» Halaman
Warga Rawa Lindung Resah, Pemkot Tangsel Melempem

Warga Rawa Lindung Resah, Pemkot Tangsel Melempem

detaktangsel.com– PONDOK CABE, Terminal Pondok Cabe belum resmi dioperasikan, Panguyuban Mitra  Niaga lantang mengklaim sebagai pengelola.

Sesungguhnya isu difungsikan kembali Terminal Pondok Cabe cenderung dan bertedensi  mengundang gesekan antar kelompok 'preman'. Mereka berkinginan ikut ambil bagian dari pengoperasian terminal tersebut.'
 Berdasarkan pemantauan detaktangsel.com, sejumlah aktivis dari lembaga swadaya masyarakat (LSM) mulai mendatangi lokasi terminal. Mereka meminta kepada pengurus Panguyuban Mitra Niaga agar dilibatkan mengelola lokasi yang dijadikan parkir bus antarkota antarprovinsi tersebut.
"Kami harus diikutsertakan mengelola Terminal Pondok Cabe. Kalau permintaan ini tidak diindahkan, kami akan mendatangi pengurus panguyuban dan ngotot dilibatkan," tegas salah seorang anggota LSM dengan nada keras, Minggu  (19/1).

» Daftar Tugas
A - Menurut berita tentang Terminal Pondok Cabe, pihak mana yang mengklaim sebagai pengelola terminal itu?
B - Ubah sebutan "Terminal Pondok Cabe" menjadi "Terminal Bus Pondok Cabe" pada bagian berita tentang Terminal Pondok Cabe, mulai dari "Sesungguhnya isu difungsikan" dan terus sampai "keras, Minggu  (19/1).", lalu tuliskan kembali bagian itu.
C - Teruskan berita tentang Terminal Pondok Cabe mulai setelah kalimat terakhirnya.

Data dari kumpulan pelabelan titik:
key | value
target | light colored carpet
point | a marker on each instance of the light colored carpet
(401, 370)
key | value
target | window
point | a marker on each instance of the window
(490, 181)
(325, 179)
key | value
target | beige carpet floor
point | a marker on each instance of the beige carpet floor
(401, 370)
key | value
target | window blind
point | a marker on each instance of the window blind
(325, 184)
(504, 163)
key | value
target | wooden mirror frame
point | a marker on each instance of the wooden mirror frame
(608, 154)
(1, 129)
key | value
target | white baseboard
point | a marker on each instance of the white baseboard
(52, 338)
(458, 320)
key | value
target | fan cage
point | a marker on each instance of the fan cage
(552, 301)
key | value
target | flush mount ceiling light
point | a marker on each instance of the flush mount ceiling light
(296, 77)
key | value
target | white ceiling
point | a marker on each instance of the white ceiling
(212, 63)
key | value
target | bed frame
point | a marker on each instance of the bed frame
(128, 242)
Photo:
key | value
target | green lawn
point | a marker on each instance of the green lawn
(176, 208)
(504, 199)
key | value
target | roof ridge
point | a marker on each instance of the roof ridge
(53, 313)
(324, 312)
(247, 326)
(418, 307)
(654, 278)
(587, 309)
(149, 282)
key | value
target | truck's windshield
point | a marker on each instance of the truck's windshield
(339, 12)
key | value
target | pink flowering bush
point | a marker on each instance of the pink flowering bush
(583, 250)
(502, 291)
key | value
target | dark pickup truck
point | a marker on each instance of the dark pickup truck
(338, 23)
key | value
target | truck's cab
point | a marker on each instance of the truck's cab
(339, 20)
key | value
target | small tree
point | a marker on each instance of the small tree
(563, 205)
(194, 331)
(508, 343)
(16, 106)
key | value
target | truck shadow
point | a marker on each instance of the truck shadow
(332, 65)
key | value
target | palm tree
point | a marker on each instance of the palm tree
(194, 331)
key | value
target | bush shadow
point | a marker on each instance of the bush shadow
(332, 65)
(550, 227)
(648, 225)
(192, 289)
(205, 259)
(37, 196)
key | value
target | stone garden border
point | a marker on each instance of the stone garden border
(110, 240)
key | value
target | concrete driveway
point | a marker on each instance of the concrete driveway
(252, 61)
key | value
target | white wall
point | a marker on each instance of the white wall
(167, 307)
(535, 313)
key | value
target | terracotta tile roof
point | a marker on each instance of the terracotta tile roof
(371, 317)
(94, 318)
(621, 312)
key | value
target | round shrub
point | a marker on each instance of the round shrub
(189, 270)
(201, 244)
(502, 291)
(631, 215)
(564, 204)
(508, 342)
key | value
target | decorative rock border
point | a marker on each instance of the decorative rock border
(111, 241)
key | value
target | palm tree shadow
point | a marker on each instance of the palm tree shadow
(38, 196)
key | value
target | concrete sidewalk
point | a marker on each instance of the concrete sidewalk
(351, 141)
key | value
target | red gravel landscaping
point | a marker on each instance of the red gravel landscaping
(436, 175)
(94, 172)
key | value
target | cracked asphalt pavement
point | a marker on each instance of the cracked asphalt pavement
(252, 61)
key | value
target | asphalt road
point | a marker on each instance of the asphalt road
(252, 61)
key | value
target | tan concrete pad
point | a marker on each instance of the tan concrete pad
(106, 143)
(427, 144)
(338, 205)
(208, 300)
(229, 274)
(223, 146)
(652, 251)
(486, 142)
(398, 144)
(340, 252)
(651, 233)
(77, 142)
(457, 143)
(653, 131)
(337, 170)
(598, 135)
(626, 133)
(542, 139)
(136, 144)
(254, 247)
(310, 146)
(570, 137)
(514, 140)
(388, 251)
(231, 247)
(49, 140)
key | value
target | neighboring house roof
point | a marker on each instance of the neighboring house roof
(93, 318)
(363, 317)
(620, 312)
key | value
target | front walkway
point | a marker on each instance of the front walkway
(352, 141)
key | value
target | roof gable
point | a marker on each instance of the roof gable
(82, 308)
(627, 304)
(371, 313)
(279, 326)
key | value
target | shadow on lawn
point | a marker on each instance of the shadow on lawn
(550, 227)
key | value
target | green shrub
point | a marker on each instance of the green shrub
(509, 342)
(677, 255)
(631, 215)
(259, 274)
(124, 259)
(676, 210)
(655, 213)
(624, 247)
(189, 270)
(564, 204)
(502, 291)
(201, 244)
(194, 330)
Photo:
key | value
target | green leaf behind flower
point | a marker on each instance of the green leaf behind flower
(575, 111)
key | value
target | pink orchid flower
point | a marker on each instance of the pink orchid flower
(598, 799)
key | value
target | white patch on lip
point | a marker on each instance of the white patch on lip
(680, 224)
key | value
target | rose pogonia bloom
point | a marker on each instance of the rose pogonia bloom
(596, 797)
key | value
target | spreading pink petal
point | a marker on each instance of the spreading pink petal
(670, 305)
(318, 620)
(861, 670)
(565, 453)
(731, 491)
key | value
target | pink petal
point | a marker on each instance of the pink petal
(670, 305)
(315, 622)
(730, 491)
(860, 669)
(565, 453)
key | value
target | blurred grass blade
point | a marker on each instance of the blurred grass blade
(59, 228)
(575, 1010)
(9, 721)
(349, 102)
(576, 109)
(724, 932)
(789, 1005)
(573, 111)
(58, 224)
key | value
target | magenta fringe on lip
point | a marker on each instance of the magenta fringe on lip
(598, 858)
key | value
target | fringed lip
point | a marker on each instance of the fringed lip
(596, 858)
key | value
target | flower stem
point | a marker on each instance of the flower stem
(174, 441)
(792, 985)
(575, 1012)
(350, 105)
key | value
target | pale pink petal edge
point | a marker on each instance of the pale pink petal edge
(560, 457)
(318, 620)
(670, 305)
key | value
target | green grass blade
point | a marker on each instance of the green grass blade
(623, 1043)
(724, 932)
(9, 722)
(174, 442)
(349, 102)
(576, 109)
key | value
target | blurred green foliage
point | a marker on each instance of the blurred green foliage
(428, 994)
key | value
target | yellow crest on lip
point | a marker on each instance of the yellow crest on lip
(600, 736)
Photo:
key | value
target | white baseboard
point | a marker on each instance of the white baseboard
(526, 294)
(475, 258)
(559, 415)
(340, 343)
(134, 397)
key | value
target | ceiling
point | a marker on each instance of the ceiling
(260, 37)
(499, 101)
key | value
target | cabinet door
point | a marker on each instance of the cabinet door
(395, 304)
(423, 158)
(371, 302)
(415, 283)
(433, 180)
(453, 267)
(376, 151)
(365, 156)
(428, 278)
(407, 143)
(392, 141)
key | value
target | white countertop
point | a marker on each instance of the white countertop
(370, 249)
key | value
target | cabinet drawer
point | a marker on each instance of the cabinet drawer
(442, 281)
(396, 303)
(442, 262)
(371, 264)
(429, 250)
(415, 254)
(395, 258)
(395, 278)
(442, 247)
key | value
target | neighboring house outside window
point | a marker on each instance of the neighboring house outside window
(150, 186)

» Hasil Tiap Tugas
A - Panguyuban Mitra Niaga.

B -
Sesungguhnya isu difungsikan kembali Terminal Bus Pondok Cabe cenderung dan bertedensi  mengundang gesekan antar kelompok 'preman'. Mereka berkinginan ikut ambil bagian dari pengoperasian terminal tersebut.'
 Berdasarkan pemantauan detaktangsel.com, sejumlah aktivis dari lembaga swadaya masyarakat (LSM) mulai mendatangi lokasi terminal. Mereka meminta kepada pengurus Panguyuban Mitra Niaga agar dilibatkan mengelola lokasi yang dijadikan parkir bus antarkota antarprovinsi tersebut.
"Kami harus diikutsertakan mengelola Terminal Bus Pondok Cabe. Kalau permintaan ini tidak diindahkan, kami akan mendatangi pengurus panguyuban dan ngotot dilibatkan," tegas salah seorang anggota LSM dengan nada keras, Minggu  (19/1).

C -
Anggota dari LSM yang lain pun menimpali penegasan rekannya tersebut. Ia tidak mau kompromi bila tidak diikutsertakan dalam aktivitas terminal. Karena, pihaknya juga punya  hak yang sama dengan panguyuban.
Informasi yang diperoleh detaktangsel.com menggambarkan banyak elemen massa yang  punya kepentingan sama untuk mengais keuntungan di balik dimanfaatkannya kembali lahan terminal yang sempat telantar  tersebut. Kehadiran mereka justru cenderung menunjukkan indikasi bakal terjadi bentrokan antarkubu LSM.
Agus, warga Rawa Lindung, Pondok Cabe Udik, membenarkan secara psikologis gesekan antarkubu LSM pasti meledak, tinggal tunggu waktunya. Ia sangat menyayangkan sikap warga setempat cuek bebek. Mereka membiarkan lokasi itu dijadikan terminal.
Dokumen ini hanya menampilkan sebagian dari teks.